═══ SEITENAUSZUG ═══

Urteil des LSG Nordrhein-Westfalen vom 22.03.2011

LSG NRW: verfahrensmangel, beratung, zuschuss, auflage, revisionsgrund, zivilprozessordnung, gerichtsakte, darlehen, einverständnis, obsiegen

Landessozialgericht Nordrhein-Westfalen
Urteil vom 22.03.2011 (nicht rechtskräftig)
Sozialgericht Duisburg S 39 AS 317/10
Landessozialgericht Nordrhein-Westfalen L 6 AS 3/11
Auf die Berufung der Klägerin wird das Urteil des Sozialgerichts Duisburg vom 20.07.2010 aufgehoben und die Sache
zur erneuten Verhandlung und Entscheidung an das Sozialgericht Duisburg zurückverwiesen. Dem Sozialgericht bleibt
die Entscheidung auch über die Kosten des Berufungsverfahrens vorbehalten. Die Revision wird nicht zugelassen.
Tatbestand:
Mit ihrer am 27.10.2010 beim Sozialgericht Duisburg erhobene Klage hat sich die Klägerin gegen einen Bescheid des
Beklagten vom 15.06.2009 in der Gestalt des Widerspruchsbescheides vom 06.01.2010 gewandt und begehrt, den
Beklagten zur Übernahme restlicher Heizkostennachforderungen nach dem Zweiten Buch Sozialgesetzbuch (SGB II)
in Höhe von 572,47 EUR für das Jahr 2008 als Zuschuss und nicht, wie vom Beklagten mit Bescheid vom 27.11.2009
zuerkannt, als Darlehen zu verpflichten.

═══ DATENAUSZUG ═══

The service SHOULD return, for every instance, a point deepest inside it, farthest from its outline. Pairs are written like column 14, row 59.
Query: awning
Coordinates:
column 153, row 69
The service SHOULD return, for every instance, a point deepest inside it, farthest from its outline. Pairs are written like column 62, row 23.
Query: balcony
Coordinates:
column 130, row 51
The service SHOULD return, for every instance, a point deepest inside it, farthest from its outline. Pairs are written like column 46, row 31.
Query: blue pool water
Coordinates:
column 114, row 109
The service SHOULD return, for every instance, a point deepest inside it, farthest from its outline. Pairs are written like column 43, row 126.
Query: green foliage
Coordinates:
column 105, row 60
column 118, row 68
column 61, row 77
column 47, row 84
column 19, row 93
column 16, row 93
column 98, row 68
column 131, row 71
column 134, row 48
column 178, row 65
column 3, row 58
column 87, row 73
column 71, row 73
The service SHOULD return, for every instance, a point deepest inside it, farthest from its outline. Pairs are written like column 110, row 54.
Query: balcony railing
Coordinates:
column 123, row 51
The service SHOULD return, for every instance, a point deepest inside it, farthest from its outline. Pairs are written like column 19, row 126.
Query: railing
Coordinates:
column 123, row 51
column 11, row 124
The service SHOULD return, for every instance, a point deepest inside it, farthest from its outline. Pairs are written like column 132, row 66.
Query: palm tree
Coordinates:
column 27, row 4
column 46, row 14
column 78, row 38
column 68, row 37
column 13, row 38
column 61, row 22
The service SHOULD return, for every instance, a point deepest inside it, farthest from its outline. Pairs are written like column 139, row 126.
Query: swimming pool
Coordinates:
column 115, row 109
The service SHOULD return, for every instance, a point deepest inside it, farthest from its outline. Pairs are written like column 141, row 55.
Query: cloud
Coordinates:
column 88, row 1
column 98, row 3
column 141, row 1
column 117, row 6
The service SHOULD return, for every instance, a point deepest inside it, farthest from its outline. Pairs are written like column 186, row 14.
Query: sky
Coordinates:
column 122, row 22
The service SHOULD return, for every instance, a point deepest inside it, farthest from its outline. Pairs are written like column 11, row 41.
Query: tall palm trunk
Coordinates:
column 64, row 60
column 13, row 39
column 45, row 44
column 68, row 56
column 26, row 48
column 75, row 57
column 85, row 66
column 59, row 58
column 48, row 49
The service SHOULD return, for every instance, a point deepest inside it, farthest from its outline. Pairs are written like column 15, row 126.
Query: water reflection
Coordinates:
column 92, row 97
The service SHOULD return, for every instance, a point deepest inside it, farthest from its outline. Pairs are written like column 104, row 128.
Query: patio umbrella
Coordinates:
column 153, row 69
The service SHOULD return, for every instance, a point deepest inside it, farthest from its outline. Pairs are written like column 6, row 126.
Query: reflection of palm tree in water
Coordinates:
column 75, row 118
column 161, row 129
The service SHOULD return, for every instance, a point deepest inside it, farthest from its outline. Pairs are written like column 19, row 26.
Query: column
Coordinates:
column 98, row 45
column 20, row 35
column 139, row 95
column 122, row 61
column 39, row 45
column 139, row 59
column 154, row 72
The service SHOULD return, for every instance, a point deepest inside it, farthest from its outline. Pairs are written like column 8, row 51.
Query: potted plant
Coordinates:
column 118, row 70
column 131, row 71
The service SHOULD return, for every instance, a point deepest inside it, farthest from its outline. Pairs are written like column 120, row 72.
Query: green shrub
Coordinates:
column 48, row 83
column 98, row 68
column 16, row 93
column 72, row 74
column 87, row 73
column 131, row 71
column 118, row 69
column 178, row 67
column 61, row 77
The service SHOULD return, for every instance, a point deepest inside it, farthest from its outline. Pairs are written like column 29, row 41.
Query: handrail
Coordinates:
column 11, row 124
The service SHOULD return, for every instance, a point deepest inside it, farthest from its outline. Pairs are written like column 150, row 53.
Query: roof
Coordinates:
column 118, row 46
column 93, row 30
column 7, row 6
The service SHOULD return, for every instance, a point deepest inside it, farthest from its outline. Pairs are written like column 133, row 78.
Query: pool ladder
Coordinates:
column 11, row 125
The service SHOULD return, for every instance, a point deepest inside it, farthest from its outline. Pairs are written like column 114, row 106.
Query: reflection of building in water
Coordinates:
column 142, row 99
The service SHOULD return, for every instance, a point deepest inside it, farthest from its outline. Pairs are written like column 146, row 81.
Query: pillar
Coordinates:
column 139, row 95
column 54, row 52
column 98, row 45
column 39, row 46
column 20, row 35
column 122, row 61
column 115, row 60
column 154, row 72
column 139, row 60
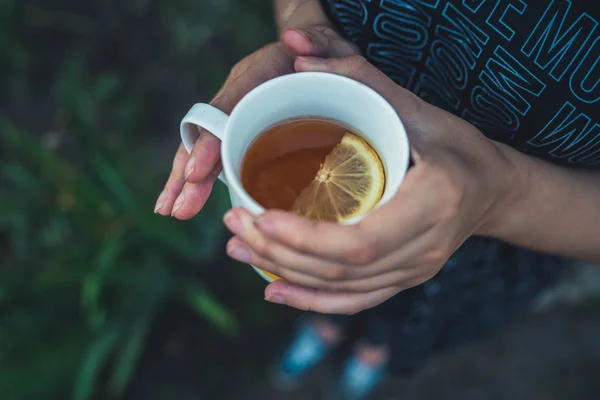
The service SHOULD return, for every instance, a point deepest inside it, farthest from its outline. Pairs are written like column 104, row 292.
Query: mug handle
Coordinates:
column 207, row 117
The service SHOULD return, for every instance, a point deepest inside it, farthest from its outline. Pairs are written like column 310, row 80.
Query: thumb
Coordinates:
column 317, row 42
column 407, row 105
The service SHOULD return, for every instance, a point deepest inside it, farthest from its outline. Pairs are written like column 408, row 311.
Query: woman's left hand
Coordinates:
column 459, row 185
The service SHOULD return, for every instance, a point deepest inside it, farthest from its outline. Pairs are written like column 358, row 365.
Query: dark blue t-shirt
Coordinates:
column 525, row 72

═══

→ GESTELLTE AUFGABE A
Erläutern Sie anhand des Urteilsauszugs zum Heizkostenstreit, was die Klägerin mit ihrer Klage erreichen will und worin ihr Begehren von der Entscheidung des Beklagten abweicht.
→ GESTELLTE AUFGABE B
Nehmen Sie den Urteilsauszug zum Heizkostenstreit wieder auf und führen Sie ihn im Anschluss an seinen letzten Satz fort.

→ RICHTIGE LÖSUNG A
Die Klägerin will den Beklagten verpflichten lassen, restliche Heizkostennachforderungen nach dem SGB II für das Jahr 2008 in Höhe von 572,47 EUR zu übernehmen. Sie verlangt diese Übernahme als Zuschuss, während der Beklagte den Betrag mit Bescheid vom 27.11.2009 nur als Darlehen zuerkannt hat.

→ RICHTIGE LÖSUNG B
Das Sozialgericht hat am 20.07.2010 mit Einverständnis der Beteiligten eine Entscheidung ohne mündliche
Verhandlung getroffen, die ausweislich der von allen Richtern der erkennenden Kammer unterschriebenen
Niederschrift lautet:
1.Die Klage wird abgewiesen.
2.Eine Kostenerstattung findet nicht statt.
Die schriftliche Entscheidung des Sozialgerichts in identischer Kammerbesetzung, die den Beteiligten am 04.08.2010
zugestellt worden ist, hat hingegen folgende Urteilsformel:
1.Die Beklagte wird unter Abänderung des Bewilligungsbescheides vom 15.06.2009 in Gestalt des
Widerspruchsbescheides vom 06.01.2010 verpflichtet, der Klägerin für die Heizkostenperiode vom 01.01.2008 bis
31.12.2008 insgesamt Heizkosten in Höhe von 765,00 EUR zu bewilligen.
2.In Höhe der Differenz des unter Ziffer 1 genannten Betrages und der bereits ausgezahlten Beträge der Klägerin für
die Heizkosten 2008 (= 124,40 EUR) ist die mit Bescheid vom 27.11.2009 bewilligte Darlehenssumme in einen
Zuschuss umzuwandeln.
3.Im Übrigen wird die Klage abgewiesen.
4.Die Beklagte trägt ¼ der außergerichtlichen Kosten der Klägerin; eine Kostenerstattung im Übrigen findet nicht statt.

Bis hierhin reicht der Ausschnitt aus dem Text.